═══ THE INPUT

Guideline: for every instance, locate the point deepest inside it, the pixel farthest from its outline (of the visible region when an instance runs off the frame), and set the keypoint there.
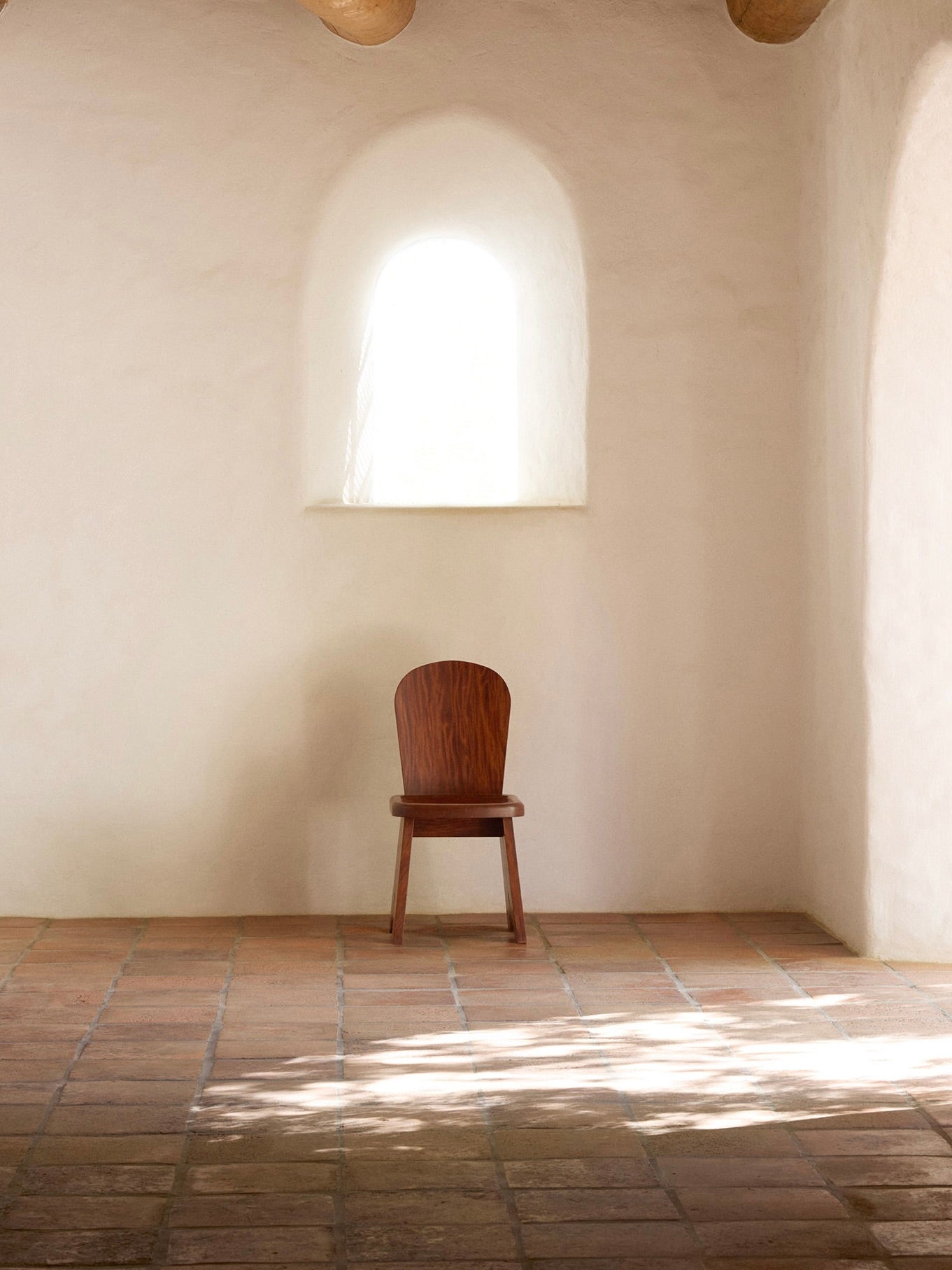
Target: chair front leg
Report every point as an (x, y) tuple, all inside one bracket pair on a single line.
[(402, 880), (511, 878)]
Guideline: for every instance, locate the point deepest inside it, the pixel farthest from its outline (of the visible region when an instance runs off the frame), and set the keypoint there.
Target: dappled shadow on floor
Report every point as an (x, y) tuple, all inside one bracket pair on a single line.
[(696, 1089)]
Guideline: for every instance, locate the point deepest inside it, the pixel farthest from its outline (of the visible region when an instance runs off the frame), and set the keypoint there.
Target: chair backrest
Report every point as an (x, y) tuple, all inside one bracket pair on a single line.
[(452, 726)]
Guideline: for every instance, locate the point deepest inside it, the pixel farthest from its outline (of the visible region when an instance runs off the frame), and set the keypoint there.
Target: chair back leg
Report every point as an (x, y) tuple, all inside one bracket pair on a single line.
[(402, 880), (511, 877)]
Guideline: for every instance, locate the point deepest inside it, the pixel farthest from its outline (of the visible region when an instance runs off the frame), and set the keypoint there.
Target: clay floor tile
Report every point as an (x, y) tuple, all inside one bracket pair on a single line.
[(260, 1148), (567, 1143), (27, 1071), (760, 1203), (900, 1118), (760, 1142), (842, 1239), (76, 1248), (13, 1148), (84, 1213), (20, 1118), (99, 1180), (90, 1067), (249, 1211), (576, 1173), (418, 1145), (413, 1175), (607, 1240), (902, 1204), (78, 1120), (260, 1179), (595, 1204), (455, 1243), (294, 1243), (872, 1142), (916, 1239), (425, 1208), (160, 1148), (729, 1173), (165, 1092)]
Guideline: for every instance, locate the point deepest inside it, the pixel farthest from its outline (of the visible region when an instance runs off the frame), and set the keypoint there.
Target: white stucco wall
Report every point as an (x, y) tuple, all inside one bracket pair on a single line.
[(197, 675), (877, 269)]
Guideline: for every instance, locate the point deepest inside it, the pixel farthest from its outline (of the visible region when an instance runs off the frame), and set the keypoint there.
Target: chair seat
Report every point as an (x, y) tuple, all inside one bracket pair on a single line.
[(453, 807)]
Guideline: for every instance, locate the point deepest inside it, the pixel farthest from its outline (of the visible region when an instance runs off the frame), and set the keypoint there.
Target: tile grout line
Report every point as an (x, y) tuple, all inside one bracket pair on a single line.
[(341, 1192), (838, 1192), (623, 1100), (43, 929), (160, 1249), (498, 1164), (15, 1185)]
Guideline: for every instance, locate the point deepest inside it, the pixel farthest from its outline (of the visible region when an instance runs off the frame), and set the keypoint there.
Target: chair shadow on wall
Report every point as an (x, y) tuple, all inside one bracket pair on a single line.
[(353, 768)]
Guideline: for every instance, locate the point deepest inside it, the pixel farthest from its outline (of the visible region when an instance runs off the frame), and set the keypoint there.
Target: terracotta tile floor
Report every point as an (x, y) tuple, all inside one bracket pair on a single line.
[(648, 1092)]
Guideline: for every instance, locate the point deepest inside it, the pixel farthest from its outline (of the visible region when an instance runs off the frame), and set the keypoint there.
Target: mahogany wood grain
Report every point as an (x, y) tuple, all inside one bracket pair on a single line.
[(452, 728), (402, 880), (511, 878), (774, 22)]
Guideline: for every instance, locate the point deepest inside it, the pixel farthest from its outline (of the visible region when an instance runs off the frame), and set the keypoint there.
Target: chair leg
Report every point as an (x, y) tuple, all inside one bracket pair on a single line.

══════

- _WORK INSTRUCTIONS_: Render the entries above as a Markdown table with the columns Row and Entry line, numbering each row, skipping blank lines, and leaving out the pictures.

- _TASK ANSWER_:
| Row | Entry line |
|---|---|
| 1 | Guideline: for every instance, locate the point deepest inside it, the pixel farthest from its outline (of the visible region when an instance runs off the frame), and set the keypoint there. |
| 2 | Target: chair front leg |
| 3 | Report every point as an (x, y) tuple, all inside one bracket pair on a single line. |
| 4 | [(402, 880), (511, 878)] |
| 5 | Guideline: for every instance, locate the point deepest inside it, the pixel farthest from its outline (of the visible region when an instance runs off the frame), and set the keypoint there. |
| 6 | Target: dappled shadow on floor |
| 7 | Report every point as an (x, y) tuple, all inside one bracket pair on a single line. |
| 8 | [(696, 1089)] |
| 9 | Guideline: for every instance, locate the point deepest inside it, the pixel farthest from its outline (of the visible region when an instance runs off the frame), and set the keypoint there. |
| 10 | Target: chair backrest |
| 11 | Report every point as an (x, y) tuple, all inside one bracket pair on a single line. |
| 12 | [(452, 726)] |
| 13 | Guideline: for every instance, locate the point deepest inside it, the pixel farthest from its outline (of the visible region when an instance runs off the frame), and set the keypoint there. |
| 14 | Target: chair back leg |
| 15 | Report every point as an (x, y) tuple, all inside one bracket pair on a single line. |
| 16 | [(402, 880), (511, 877)] |
| 17 | Guideline: for every instance, locate the point deepest inside it, the pixel farthest from its outline (of the visible region when an instance runs off the frame), and set the keypoint there. |
| 18 | Target: clay floor tile |
| 19 | Report every point as an (x, y) tuple, all inside one bracket pair on a single line. |
| 20 | [(260, 1148), (567, 1143), (27, 1071), (760, 1203), (900, 1118), (760, 1142), (842, 1239), (76, 1248), (13, 1148), (84, 1213), (20, 1118), (99, 1180), (90, 1067), (249, 1211), (576, 1173), (418, 1145), (413, 1175), (607, 1240), (902, 1204), (78, 1120), (260, 1179), (595, 1204), (455, 1243), (294, 1243), (872, 1142), (916, 1239), (425, 1208), (160, 1148), (729, 1173), (165, 1092)] |
| 21 | Guideline: for every instance, locate the point deepest inside it, the pixel farthest from its outline (of the visible region when an instance runs off the frame), and set the keypoint there. |
| 22 | Target: white stucco wall |
| 23 | Report every point as an (x, y) tuple, all inside one bracket pair on a single line. |
| 24 | [(197, 675), (877, 269)] |
| 25 | Guideline: for every instance, locate the point deepest inside it, the pixel farthest from its outline (of the visible region when an instance runs off the frame), and set the keypoint there. |
| 26 | Target: chair seat |
| 27 | Report every point as an (x, y) tuple, all inside one bracket pair on a single line. |
| 28 | [(453, 807)] |
| 29 | Guideline: for every instance, locate the point deepest inside it, the pixel farthest from its outline (of the visible region when an instance runs off the frame), and set the keypoint there. |
| 30 | Target: tile grout line |
| 31 | Report every point as an (x, y) tuple, all inside one bracket pair on a single line. |
| 32 | [(341, 1192), (838, 1192), (623, 1100), (43, 929), (160, 1249), (498, 1164), (15, 1185)] |
| 33 | Guideline: for every instance, locate the point deepest inside it, the pixel farthest from its outline (of the visible region when an instance runs off the frame), and set the keypoint there. |
| 34 | Target: chair shadow on wall |
| 35 | Report every point as an (x, y) tuple, all inside one bracket pair on a single line. |
| 36 | [(353, 768)] |
| 37 | Guideline: for every instance, locate the point deepest inside it, the pixel farthest from its outline (of the visible region when an instance runs off the frame), and set the keypoint there. |
| 38 | Target: terracotta tile floor |
| 39 | Report every point as an (x, y) tuple, all inside one bracket pair on a single line. |
| 40 | [(648, 1092)] |
| 41 | Guideline: for every instance, locate the point deepest inside it, the pixel farthest from its outline (of the visible region when an instance runs off the frame), and set the keypoint there. |
| 42 | Target: mahogany wood grain |
| 43 | Report every point as an (x, y) tuple, all inside one bracket pair on a single line. |
| 44 | [(452, 728), (402, 880), (511, 878), (774, 22)] |
| 45 | Guideline: for every instance, locate the point deepest inside it, the pixel farthest from its outline (of the visible region when an instance runs off the frame), and set the keypoint there. |
| 46 | Target: chair leg |
| 47 | Report every point as an (x, y) tuple, all inside one bracket pair on a single line. |